* Supplied records

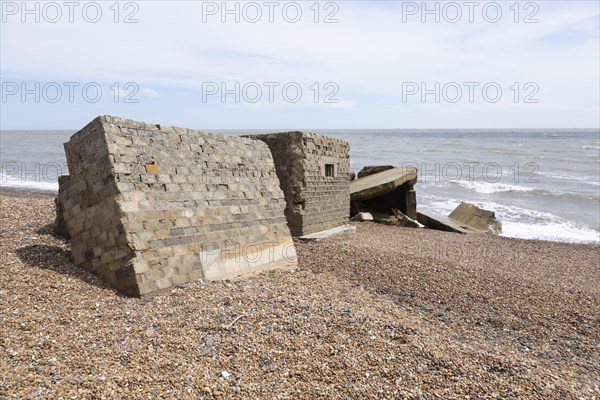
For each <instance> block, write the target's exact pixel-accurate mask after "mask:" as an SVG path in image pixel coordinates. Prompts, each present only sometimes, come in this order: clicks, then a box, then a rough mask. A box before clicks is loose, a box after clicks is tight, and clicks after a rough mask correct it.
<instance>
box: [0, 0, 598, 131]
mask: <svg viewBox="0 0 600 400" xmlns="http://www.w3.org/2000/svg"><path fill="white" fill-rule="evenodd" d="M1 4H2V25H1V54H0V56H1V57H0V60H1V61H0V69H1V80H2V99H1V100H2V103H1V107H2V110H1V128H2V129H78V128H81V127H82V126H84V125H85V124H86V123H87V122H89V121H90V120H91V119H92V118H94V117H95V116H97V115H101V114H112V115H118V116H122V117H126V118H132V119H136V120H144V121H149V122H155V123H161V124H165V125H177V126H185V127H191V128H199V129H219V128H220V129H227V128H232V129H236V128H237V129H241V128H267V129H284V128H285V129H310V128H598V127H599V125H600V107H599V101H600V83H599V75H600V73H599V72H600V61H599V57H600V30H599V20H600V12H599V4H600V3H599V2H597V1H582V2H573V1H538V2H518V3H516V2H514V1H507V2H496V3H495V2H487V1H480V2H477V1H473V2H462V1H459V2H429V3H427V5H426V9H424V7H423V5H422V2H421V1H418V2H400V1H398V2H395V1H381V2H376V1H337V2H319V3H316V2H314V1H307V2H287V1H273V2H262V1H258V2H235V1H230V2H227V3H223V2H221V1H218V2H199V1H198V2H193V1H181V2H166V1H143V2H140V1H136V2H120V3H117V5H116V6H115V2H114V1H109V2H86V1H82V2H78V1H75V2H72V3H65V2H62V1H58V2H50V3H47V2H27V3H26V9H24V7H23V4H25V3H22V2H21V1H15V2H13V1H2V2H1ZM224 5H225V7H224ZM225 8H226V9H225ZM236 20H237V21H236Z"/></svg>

--

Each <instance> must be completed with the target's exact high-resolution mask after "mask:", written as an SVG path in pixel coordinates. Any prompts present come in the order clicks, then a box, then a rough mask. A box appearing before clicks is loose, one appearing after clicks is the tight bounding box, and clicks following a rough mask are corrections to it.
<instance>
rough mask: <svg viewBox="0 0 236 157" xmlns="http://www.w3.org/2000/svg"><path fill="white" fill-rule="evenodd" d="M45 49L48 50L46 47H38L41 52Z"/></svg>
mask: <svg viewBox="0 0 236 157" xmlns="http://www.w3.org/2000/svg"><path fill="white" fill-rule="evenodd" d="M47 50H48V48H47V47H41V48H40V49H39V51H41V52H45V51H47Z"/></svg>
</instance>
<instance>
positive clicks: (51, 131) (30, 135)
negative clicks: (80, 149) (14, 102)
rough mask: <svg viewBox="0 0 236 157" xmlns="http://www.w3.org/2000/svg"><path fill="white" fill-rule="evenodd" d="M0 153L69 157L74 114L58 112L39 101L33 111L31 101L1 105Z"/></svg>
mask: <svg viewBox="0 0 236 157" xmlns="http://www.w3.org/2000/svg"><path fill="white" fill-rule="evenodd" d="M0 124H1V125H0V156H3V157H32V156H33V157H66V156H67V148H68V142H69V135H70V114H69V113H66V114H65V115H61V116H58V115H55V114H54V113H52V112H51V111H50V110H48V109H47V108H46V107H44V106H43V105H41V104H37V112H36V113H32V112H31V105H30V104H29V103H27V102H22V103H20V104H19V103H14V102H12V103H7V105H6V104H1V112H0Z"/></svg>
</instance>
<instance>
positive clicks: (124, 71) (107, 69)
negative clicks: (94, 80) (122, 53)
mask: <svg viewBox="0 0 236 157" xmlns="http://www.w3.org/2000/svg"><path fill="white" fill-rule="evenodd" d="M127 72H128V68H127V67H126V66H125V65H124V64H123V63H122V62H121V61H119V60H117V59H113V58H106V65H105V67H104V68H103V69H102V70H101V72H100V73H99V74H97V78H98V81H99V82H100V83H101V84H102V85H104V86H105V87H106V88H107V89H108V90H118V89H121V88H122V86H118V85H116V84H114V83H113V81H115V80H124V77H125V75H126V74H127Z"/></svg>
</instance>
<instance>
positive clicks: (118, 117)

* Work to be completed
Looking at the records above, return exactly the lines from the line with "49L48 50L46 47H38L41" to the line with "positive clicks: (124, 71) (107, 69)", both ends included.

* Response for this exercise
rough mask: <svg viewBox="0 0 236 157" xmlns="http://www.w3.org/2000/svg"><path fill="white" fill-rule="evenodd" d="M45 49L48 50L46 47H38L41 52Z"/></svg>
mask: <svg viewBox="0 0 236 157" xmlns="http://www.w3.org/2000/svg"><path fill="white" fill-rule="evenodd" d="M47 50H48V48H47V47H41V48H40V49H39V51H41V52H45V51H47Z"/></svg>
</instance>
<instance>
positive clicks: (51, 131) (30, 135)
negative clicks: (80, 149) (14, 102)
rough mask: <svg viewBox="0 0 236 157" xmlns="http://www.w3.org/2000/svg"><path fill="white" fill-rule="evenodd" d="M0 153L69 157L74 114L58 112L39 101L33 111L31 101L1 105Z"/></svg>
mask: <svg viewBox="0 0 236 157" xmlns="http://www.w3.org/2000/svg"><path fill="white" fill-rule="evenodd" d="M0 124H1V125H0V156H3V157H32V156H33V157H66V156H67V148H68V142H69V135H70V114H69V113H66V114H65V115H61V116H58V115H55V114H54V113H52V112H51V111H50V110H48V109H47V108H46V107H44V106H43V105H41V104H37V112H36V113H32V112H31V105H30V104H29V103H27V102H22V103H20V104H19V103H14V102H12V103H7V105H6V104H1V112H0Z"/></svg>
</instance>
<instance>
positive clicks: (124, 71) (107, 69)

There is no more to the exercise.